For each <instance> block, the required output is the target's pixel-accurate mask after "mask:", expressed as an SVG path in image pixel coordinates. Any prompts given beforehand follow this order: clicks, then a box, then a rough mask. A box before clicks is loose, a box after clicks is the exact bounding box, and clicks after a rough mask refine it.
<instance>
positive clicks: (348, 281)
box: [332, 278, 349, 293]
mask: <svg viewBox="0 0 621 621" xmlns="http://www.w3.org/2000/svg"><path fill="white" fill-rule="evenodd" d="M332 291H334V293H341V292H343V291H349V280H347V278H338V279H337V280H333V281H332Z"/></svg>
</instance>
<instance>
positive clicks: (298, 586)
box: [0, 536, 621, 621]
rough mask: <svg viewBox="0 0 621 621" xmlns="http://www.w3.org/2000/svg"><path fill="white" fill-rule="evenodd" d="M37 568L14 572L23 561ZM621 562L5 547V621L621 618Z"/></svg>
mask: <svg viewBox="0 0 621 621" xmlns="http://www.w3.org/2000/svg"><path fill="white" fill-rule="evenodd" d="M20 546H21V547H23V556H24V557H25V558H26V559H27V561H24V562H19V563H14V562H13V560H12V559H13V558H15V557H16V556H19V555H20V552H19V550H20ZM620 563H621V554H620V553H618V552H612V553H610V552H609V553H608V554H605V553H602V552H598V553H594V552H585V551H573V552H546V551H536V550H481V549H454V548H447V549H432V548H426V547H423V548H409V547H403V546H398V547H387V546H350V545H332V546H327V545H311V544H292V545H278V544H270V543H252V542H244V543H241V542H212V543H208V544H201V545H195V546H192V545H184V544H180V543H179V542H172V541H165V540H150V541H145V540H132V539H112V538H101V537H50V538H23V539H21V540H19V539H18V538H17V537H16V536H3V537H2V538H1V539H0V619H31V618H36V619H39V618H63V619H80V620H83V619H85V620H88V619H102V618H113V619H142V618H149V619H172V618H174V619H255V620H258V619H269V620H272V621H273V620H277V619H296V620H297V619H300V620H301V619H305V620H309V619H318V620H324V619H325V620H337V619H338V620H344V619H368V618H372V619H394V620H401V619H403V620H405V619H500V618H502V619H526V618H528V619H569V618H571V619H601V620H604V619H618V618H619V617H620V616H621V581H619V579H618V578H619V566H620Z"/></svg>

- Task item
Gather every line of the records that contains the string "clicks", matching letter case exactly.

- Your response
For each <instance> block, the required output is the target's pixel-accurate mask after "mask:", expressed as an SVG path in image pixel coordinates. Any prompts given beforehand follow this order: clicks, then a box, then a rough mask. A box before clicks is loose, a box after clicks is the exact bounding box, and clicks after a rough mask refine it.
positive clicks: (348, 281)
positive clicks: (298, 586)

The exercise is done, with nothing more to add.